WHAT IS REQUIRED:
In the article on the local mask mandate, on what date did the group of local leaders make its public proclamation urging people to wear face masks?

EXTRACT: Begin

Officials no longer considering local mask mandate


Now that a state mask mandate is in place, a local mandate is no longer being considered.

“We are endorsing [Gov. Eric Holcomb’s] mandate at the current moment,” said Shawn Werner, administrative director of the Dubois County Health Department. “Since the governor issued the statewide mandate, that has taken the place of a local one.”

Discussions about a local mandate started after the numbers of positive COVID-19 cases increased in the county. A group of local leaders met Tuesday and Wednesday of last week to discuss the possibility. The group included county officials, leaders from the municipalities and health officials. Those meetings were a continuation of meetings from the previous week, when the group made a public proclamation urging people to wear face masks.

After the proclamation was made on July 17, members of the group had gotten some feedback from local businesses over that weekend, and there was a push for a mandate, Dubois County Commissioner Chad Blessinger said.

Last week, the group decided to wait to see what Holcomb would say in his weekly press conference, and he ended up announcing a statewide mask mandate, which went into effect this week.

EXTRACT: End
INPUT DATA: Begin

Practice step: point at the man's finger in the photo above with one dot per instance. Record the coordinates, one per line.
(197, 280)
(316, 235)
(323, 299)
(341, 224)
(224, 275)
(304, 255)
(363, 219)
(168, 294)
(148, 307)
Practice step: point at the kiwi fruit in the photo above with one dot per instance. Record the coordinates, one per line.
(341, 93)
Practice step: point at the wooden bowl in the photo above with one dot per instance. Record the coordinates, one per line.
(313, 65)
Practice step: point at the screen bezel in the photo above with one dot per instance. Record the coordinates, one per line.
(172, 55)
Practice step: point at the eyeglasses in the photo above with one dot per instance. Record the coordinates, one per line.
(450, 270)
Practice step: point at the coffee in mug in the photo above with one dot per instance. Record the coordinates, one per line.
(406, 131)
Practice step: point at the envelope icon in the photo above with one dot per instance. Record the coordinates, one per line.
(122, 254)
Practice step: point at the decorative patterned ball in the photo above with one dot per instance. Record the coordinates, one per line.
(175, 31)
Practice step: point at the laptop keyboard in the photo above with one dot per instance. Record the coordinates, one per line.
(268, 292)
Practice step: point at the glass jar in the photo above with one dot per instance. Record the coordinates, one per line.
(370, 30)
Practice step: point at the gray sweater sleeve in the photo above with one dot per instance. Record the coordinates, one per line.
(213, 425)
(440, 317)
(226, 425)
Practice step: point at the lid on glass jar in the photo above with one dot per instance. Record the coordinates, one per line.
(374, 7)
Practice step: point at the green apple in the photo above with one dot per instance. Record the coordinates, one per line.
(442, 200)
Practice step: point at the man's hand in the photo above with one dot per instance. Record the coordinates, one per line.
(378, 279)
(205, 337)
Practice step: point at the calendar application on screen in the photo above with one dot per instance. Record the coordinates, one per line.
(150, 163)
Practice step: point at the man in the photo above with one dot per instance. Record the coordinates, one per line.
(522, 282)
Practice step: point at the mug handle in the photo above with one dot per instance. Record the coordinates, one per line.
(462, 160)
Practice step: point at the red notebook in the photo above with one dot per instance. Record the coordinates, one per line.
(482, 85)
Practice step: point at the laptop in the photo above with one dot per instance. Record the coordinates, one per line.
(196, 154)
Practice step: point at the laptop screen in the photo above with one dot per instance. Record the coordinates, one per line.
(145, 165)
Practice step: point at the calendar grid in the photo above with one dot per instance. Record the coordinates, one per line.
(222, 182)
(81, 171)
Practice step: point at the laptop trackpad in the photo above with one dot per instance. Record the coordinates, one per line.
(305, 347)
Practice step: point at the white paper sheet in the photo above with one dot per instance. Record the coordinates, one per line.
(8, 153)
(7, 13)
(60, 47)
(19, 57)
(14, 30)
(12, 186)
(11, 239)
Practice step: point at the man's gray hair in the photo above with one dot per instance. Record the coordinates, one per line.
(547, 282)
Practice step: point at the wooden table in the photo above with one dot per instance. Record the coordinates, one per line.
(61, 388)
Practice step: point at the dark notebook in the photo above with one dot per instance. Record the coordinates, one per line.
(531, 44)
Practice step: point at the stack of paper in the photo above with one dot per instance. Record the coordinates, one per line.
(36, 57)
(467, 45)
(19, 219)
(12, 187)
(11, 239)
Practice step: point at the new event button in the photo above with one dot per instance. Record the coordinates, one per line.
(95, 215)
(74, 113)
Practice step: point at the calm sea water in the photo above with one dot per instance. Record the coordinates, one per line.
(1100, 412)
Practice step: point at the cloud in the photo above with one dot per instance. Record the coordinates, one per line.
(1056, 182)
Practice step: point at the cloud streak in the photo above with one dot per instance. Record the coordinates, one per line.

INPUT DATA: End

ANSWER AREA:
July 17